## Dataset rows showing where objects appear
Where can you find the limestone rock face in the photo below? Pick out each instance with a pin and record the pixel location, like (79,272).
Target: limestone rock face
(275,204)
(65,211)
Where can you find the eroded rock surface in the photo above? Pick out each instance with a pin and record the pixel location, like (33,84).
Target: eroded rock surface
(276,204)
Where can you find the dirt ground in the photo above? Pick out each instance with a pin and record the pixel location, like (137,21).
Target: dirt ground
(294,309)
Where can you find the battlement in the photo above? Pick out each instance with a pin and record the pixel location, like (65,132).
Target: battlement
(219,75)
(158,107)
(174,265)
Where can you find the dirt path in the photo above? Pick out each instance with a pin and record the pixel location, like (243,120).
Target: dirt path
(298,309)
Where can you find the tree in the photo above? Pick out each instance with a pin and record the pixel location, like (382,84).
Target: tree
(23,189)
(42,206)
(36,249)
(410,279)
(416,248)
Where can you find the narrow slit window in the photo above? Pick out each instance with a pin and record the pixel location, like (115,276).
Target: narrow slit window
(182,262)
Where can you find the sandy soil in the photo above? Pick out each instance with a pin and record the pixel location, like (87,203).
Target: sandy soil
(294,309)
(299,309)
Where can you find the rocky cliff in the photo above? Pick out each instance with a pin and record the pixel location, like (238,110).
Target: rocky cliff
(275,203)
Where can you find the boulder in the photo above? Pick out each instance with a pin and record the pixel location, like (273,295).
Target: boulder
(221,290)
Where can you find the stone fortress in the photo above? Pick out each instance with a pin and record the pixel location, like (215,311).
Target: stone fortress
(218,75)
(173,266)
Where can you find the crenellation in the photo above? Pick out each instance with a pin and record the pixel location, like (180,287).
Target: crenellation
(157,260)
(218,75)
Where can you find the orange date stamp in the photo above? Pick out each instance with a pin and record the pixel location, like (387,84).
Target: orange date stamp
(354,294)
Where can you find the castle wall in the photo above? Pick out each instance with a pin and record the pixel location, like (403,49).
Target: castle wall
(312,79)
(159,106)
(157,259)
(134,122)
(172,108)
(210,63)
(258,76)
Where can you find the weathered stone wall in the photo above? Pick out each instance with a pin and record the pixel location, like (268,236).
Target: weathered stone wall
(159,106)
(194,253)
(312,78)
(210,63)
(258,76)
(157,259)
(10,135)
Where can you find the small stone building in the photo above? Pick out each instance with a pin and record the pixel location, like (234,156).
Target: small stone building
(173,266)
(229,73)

## SET PROBLEM
Copy the records above word for word, all of them, from first to last.

## TASK RESPONSE
Where can you find the limestone rock face in the photo below? Pick out each instance with a pin and record the pixel location, like (79,272).
Target: limestone rock face
(275,204)
(65,211)
Where can you find the eroded rock surface in the photo above? Pick out each instance with a pin and record the pixel location, like (33,84).
Target: eroded rock surface
(276,204)
Where can you find the dirt ground in the photo above? Pick out each instance with a pin and record the pixel location, like (137,21).
Target: dirt ground
(294,309)
Where can you find the battlement in the photo above? Pick out each instance with a pin and record the pixel location, like (65,132).
Target: battlement
(219,75)
(158,107)
(174,265)
Where can you find the dirt path in the photo above? Pick out each instance with a pin and record the pixel location, like (243,120).
Target: dirt path
(298,309)
Where can you find the tree in the photo above? Pick out each instance with a pin and record the pixel location, like (382,84).
Target: tree
(23,189)
(42,206)
(36,249)
(410,279)
(416,248)
Where can you find the narrow slit window in the photo above? Pick out each instance with a pin and record the pixel location, like (115,276).
Target: narrow slit window
(182,262)
Where can you find the sandy soil in the photo above? Pick out each instance with a pin and record the pixel location, like (87,203).
Target: sandy soil
(294,309)
(299,309)
Where can you find the rocky cliff in the photo above? Pick out each instance with a pin and record the pixel location, like (238,110).
Target: rocky cliff
(275,203)
Where can you find the boulder in the photo above? Pick out each instance with a pin and record the pixel location, like (273,295).
Target: boulder
(221,290)
Where can you find the stone fortress in the photo above? Pick out each instance with a pin and record the pixel location, like (215,311).
Target: stone fortress
(218,75)
(173,266)
Where can you find the crenellation in the photo above? Pick out each instance with a pin and record the pixel location, like (180,287).
Target: crenellation
(157,260)
(218,75)
Where can you find the orange date stamp in the photo above? Pick out each instance with a pin and record the pixel location, like (387,84).
Target: orange date stamp
(354,294)
Where can you find the castle wall in the photo above? Pick out each instance with a pin and record the pixel location, like (403,49).
Target: castle wall
(312,79)
(159,106)
(157,259)
(134,122)
(172,108)
(210,63)
(258,76)
Where can you find the weathered stone wall in the photo above? Pick out each instance with a pin and record the pixel location, like (268,236).
Target: weathered stone wall
(159,106)
(194,253)
(312,78)
(210,63)
(258,76)
(157,259)
(10,135)
Where can you find the small stone building in the photo above? Pick out each instance with a pin and record the pixel location, like (234,156).
Target: small stone building
(173,266)
(229,73)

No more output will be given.